=== STATED GOAL ===
Quote the records that follow in full and exactly; leave out the pictures.

[Collected data entries]
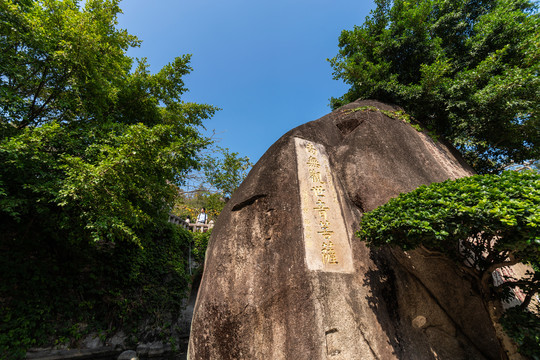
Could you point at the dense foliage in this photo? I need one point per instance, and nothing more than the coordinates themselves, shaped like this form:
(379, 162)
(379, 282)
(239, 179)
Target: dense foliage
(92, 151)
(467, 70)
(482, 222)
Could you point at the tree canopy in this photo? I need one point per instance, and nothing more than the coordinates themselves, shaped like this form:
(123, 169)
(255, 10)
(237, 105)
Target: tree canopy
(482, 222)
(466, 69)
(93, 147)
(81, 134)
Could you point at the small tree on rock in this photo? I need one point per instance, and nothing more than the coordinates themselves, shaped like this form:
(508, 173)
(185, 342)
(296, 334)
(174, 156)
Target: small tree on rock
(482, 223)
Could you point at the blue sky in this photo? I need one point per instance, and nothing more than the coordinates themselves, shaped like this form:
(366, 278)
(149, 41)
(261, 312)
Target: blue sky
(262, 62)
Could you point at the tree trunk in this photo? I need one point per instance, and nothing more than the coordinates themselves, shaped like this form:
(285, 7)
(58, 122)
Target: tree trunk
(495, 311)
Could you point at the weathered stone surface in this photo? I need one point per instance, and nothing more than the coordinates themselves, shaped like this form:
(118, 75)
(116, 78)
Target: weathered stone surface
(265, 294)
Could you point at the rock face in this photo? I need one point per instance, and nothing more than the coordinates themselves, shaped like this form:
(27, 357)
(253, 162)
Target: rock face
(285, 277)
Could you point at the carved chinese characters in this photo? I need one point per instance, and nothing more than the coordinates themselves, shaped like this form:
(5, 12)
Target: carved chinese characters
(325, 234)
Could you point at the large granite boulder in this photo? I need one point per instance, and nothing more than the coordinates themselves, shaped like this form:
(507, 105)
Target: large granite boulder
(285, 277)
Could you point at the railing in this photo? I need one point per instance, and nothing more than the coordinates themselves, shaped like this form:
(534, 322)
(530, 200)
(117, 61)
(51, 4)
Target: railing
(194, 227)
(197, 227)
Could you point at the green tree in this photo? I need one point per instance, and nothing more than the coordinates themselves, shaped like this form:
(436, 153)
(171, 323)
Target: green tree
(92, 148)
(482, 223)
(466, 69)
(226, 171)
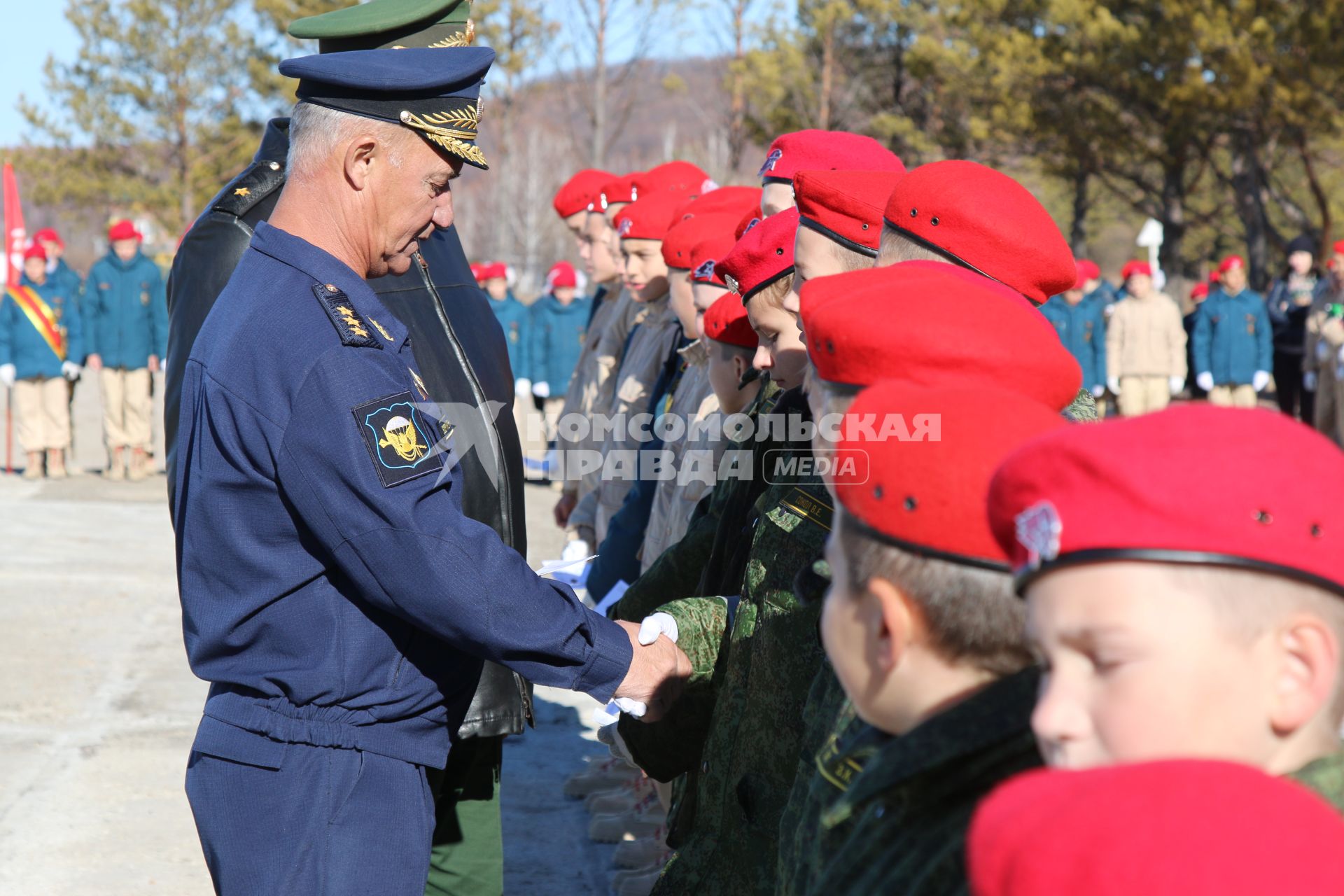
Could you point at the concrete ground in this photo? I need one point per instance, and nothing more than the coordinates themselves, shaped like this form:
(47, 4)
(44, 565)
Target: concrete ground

=== RESULT OF THE TASK ===
Could you point at the dense foliage in this photo? I need one point per instance, and nothing more than the coordinates themselves, shaped like this form:
(379, 162)
(379, 282)
(239, 179)
Target: dense foliage
(92, 151)
(467, 70)
(482, 222)
Could you point at the tree canopy in this photo? I need one point per instance, and nothing more than the coordinates themselves, shaped like this form:
(123, 169)
(255, 10)
(237, 105)
Target: tree canopy
(482, 222)
(466, 69)
(93, 147)
(81, 134)
Could you point at the small tree on rock in this photo? I need one point per instance, and nothing more than the coordinates themselves, shaped like this form:
(508, 173)
(185, 342)
(296, 334)
(174, 156)
Target: small tree on rock
(482, 223)
Could you point at the blue sky in this photo? I need one point per instance, and nothing more than the coordinates themselves, shaped like this form:
(366, 278)
(149, 41)
(261, 312)
Target: blue sky
(262, 62)
Could you point at the tree trunk in this photo? I need one point per instance, and nothing more than the coordinates themselves, shaped like this form:
(285, 7)
(58, 122)
Target: tree trunk
(495, 311)
Could you point at the weathered stone surface in this photo? I need one point per instance, and nothing more than the coordinates themselves, shaped like this form:
(118, 75)
(116, 78)
Target: weathered stone surface
(265, 294)
Could you point at the rock face in this photo? I need one point per instance, and nothing more than the coordinates themselves, shaped like this form:
(27, 357)
(253, 162)
Target: rock face
(285, 277)
Could you point at the carved chinese characters in this photo? I need one point per instance, and nothing more than the coordinates themselves, shaped like this form:
(5, 12)
Target: carved chinese characters
(325, 234)
Could you point at the large granite boulder in this photo? I need one point per instance, and nothing more than the coordinates themselves, shaped like this form:
(507, 105)
Target: large granite boulder
(285, 277)
Could you point at the railing in this photo? I need one point per instance, and nothing more than the coordinates themselves, shaped like this form:
(534, 322)
(530, 200)
(117, 61)
(51, 4)
Target: railing
(194, 227)
(197, 227)
Could you point at the green tree in this photo? I need one point per instance, and nothing more than the coordinates themselves, shaped like this form:
(436, 153)
(171, 323)
Target: green tree
(92, 148)
(482, 223)
(466, 69)
(226, 171)
Could you point at the concrete ground in this photo? I need one point per instance, and nothing more than the coordinates themselves, shaped like this form:
(47, 4)
(44, 565)
Target: concrete ground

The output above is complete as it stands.